### [What is required]
Please revise everything in the material from the line containing "Please indicate the pale" down to the end, replacing "Marks" with "Points" and keeping all else the same. Return only those revised lines.

[start of Source records]

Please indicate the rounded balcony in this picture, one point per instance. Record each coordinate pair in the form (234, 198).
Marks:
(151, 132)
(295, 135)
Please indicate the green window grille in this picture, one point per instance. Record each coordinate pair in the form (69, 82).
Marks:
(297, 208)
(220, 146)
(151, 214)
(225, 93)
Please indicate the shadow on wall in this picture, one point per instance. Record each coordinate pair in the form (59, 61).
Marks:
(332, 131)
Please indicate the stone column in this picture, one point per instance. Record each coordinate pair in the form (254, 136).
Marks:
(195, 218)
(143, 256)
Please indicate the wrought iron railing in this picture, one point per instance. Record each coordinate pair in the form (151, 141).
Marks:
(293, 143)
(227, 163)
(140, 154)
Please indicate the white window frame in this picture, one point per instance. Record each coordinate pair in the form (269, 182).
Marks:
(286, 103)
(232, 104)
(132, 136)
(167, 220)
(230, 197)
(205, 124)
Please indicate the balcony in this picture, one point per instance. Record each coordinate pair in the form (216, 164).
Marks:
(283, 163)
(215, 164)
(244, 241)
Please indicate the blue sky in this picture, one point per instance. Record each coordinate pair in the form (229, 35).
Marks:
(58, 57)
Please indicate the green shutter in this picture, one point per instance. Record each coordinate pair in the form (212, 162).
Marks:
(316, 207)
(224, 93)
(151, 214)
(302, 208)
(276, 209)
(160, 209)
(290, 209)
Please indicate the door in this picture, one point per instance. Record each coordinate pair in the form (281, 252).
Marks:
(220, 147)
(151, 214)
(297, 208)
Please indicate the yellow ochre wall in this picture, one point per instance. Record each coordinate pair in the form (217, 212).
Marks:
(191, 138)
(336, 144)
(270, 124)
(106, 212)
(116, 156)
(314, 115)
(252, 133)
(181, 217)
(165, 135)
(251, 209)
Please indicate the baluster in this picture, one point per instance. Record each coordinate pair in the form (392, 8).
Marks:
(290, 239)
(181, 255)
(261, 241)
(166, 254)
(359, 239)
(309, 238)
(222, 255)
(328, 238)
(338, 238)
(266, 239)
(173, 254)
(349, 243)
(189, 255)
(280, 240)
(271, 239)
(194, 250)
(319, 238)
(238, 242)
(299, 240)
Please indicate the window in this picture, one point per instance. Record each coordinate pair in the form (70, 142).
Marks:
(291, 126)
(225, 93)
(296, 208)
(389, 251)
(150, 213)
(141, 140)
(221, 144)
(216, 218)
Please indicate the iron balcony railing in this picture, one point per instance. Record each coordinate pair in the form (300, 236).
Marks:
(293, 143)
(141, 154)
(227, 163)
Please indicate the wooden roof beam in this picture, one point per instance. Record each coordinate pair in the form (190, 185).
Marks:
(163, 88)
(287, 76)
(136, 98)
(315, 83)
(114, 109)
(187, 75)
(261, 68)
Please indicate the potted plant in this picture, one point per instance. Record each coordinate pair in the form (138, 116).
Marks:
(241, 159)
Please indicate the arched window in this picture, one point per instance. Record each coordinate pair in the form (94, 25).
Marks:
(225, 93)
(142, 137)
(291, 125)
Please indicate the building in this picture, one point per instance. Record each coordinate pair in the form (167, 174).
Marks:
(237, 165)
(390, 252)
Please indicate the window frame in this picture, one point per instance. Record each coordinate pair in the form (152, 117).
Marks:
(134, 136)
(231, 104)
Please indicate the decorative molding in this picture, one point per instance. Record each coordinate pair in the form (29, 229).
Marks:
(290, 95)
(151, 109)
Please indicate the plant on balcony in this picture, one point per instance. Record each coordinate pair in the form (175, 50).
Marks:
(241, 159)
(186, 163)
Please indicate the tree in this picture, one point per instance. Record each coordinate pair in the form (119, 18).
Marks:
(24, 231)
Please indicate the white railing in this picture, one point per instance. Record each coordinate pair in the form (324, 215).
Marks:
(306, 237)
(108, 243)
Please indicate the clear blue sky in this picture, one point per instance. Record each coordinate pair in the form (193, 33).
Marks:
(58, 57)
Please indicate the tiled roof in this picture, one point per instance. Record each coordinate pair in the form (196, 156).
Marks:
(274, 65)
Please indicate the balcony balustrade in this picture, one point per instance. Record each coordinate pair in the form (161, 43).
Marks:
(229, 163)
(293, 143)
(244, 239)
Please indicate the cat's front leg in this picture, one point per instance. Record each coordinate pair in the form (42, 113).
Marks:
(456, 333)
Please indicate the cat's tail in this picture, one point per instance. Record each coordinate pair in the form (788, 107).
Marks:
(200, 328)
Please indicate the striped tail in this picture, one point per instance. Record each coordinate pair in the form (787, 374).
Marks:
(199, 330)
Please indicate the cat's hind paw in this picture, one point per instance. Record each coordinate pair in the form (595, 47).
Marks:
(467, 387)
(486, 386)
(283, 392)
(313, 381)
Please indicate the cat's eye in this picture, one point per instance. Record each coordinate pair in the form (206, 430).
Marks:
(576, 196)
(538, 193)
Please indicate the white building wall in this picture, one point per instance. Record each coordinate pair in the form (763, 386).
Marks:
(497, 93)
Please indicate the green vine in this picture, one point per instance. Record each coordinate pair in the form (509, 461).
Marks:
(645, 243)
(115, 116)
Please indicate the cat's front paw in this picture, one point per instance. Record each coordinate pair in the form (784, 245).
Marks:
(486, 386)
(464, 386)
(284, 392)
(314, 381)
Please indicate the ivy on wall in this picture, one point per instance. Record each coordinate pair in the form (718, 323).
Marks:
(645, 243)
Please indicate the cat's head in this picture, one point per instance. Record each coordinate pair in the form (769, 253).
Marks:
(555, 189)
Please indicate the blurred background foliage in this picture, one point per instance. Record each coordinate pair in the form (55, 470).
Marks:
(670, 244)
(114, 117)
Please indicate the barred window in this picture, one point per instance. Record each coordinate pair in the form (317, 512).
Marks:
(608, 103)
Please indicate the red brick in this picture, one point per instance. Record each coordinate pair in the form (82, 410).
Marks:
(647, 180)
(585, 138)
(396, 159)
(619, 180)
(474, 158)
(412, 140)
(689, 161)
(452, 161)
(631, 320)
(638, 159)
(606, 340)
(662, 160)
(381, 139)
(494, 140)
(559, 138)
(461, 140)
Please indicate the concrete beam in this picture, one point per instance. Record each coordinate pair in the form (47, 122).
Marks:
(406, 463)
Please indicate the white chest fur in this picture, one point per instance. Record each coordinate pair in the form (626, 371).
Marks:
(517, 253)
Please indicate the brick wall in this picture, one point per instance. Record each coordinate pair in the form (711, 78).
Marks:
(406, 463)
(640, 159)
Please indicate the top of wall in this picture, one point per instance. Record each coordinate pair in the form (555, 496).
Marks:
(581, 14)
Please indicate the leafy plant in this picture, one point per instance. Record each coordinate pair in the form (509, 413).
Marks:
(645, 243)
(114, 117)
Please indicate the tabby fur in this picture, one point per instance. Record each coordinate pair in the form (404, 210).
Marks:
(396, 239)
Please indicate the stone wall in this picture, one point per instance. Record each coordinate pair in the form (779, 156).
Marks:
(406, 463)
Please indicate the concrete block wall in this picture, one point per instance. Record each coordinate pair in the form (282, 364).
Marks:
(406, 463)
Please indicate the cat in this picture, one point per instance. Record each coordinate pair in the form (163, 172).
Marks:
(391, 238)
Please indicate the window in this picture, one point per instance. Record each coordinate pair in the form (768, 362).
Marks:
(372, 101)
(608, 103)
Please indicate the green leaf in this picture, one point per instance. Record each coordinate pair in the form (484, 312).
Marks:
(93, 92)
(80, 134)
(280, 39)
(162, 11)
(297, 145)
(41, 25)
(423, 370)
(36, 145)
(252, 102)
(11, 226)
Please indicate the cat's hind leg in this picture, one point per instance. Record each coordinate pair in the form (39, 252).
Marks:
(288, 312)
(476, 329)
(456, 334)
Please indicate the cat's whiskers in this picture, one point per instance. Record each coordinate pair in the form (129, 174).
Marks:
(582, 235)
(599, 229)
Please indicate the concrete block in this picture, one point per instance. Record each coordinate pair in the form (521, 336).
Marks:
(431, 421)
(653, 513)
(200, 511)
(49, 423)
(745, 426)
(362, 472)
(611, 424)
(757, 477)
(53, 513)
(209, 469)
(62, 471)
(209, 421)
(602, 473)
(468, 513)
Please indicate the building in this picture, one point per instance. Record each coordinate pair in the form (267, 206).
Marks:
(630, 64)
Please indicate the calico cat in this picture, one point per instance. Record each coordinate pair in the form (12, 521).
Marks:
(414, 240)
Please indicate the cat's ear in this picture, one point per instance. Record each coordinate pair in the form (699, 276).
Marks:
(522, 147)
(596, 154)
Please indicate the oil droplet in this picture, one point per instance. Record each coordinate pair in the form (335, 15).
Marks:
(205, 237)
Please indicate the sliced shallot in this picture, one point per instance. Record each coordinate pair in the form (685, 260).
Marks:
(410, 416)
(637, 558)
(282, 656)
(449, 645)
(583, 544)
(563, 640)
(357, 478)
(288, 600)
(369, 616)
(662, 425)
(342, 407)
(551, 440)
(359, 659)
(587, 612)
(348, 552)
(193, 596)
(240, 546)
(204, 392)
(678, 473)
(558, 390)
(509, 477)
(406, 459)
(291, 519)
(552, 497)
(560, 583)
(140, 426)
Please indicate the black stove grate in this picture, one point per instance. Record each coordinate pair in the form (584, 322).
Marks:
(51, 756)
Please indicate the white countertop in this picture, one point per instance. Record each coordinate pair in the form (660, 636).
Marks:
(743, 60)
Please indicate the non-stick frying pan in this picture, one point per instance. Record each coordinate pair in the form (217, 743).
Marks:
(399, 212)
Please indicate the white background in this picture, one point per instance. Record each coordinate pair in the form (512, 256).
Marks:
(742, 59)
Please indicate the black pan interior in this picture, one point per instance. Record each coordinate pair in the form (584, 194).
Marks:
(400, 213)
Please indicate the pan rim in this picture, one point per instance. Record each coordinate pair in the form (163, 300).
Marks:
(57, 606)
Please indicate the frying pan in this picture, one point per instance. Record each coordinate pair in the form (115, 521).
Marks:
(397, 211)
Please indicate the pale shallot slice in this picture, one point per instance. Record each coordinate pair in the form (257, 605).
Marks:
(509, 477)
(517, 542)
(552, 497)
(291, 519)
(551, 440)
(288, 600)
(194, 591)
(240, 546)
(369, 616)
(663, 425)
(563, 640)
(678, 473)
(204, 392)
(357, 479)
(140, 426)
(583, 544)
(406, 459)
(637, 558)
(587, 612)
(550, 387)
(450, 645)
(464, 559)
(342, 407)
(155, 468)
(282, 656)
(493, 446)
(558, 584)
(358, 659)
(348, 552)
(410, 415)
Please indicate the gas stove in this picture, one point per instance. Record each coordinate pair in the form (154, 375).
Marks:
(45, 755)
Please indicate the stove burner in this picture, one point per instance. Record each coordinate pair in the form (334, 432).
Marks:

[end of Source records]

### [Task output]
Please indicate the pale shallot slice in this picture, one point per instance. Record each coordinate pair in the form (257, 605).
Points:
(509, 477)
(517, 542)
(552, 497)
(291, 519)
(551, 440)
(288, 600)
(194, 591)
(240, 546)
(369, 616)
(663, 425)
(563, 640)
(678, 473)
(204, 392)
(357, 479)
(140, 426)
(583, 544)
(406, 459)
(637, 558)
(587, 612)
(550, 387)
(450, 645)
(464, 559)
(342, 407)
(155, 468)
(282, 656)
(493, 446)
(558, 584)
(358, 659)
(348, 552)
(410, 415)
Please indicate the gas stove in this picture, one point per instance. Record each coordinate pair in the form (154, 375).
Points:
(45, 755)
Please indicate the stove burner in this picture, one point per instance. Record each coordinate pair in the form (334, 432).
Points:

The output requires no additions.